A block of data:
++++++++

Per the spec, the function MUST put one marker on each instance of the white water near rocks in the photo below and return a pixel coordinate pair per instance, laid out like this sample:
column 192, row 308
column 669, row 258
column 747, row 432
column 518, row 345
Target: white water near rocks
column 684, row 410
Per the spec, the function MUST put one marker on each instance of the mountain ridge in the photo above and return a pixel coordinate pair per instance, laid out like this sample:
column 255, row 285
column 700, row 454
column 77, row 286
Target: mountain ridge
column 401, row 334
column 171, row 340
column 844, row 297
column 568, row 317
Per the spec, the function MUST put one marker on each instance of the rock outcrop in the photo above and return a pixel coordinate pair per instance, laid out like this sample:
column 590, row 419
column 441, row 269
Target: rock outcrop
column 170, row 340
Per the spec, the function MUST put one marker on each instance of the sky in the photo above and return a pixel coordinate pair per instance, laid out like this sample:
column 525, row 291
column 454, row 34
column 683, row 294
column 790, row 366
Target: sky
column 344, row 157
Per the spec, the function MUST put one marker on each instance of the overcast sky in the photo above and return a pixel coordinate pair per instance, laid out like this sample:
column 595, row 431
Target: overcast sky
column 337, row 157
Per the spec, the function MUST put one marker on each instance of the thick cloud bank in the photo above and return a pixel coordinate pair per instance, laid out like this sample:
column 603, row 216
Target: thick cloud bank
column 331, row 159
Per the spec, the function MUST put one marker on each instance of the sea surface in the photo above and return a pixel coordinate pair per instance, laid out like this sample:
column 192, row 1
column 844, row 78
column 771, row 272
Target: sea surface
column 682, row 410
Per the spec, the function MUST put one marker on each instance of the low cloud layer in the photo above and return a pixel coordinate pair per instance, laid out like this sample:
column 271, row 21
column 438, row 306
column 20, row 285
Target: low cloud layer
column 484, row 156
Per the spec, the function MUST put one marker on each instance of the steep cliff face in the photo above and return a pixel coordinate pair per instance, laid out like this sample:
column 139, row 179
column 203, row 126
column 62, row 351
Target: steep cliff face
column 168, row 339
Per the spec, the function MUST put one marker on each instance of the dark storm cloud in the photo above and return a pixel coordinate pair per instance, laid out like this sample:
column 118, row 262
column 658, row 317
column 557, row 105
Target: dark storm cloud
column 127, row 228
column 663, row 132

++++++++

* WHAT YOU NEED TO DO
Convert the listing above, from its start through the line containing "column 568, row 317", into a JSON list of strings with one string per line, omitting any blank lines.

* TASK OUTPUT
[
  "Per the spec, the function MUST put one marker on each instance of the white water near rocks in the photo below and return a pixel coordinate pair per instance, laid out like this sample:",
  "column 192, row 308",
  "column 669, row 258",
  "column 747, row 432",
  "column 518, row 345",
  "Target: white water near rocks",
  "column 684, row 410",
  "Per the spec, the function MUST put one marker on each instance of the mountain ridge in the photo above and return a pixel coordinate pair per instance, laid out like this sample:",
  "column 255, row 285",
  "column 700, row 454",
  "column 77, row 286",
  "Target: mountain ridge",
  "column 401, row 334",
  "column 171, row 340",
  "column 844, row 297",
  "column 568, row 317"
]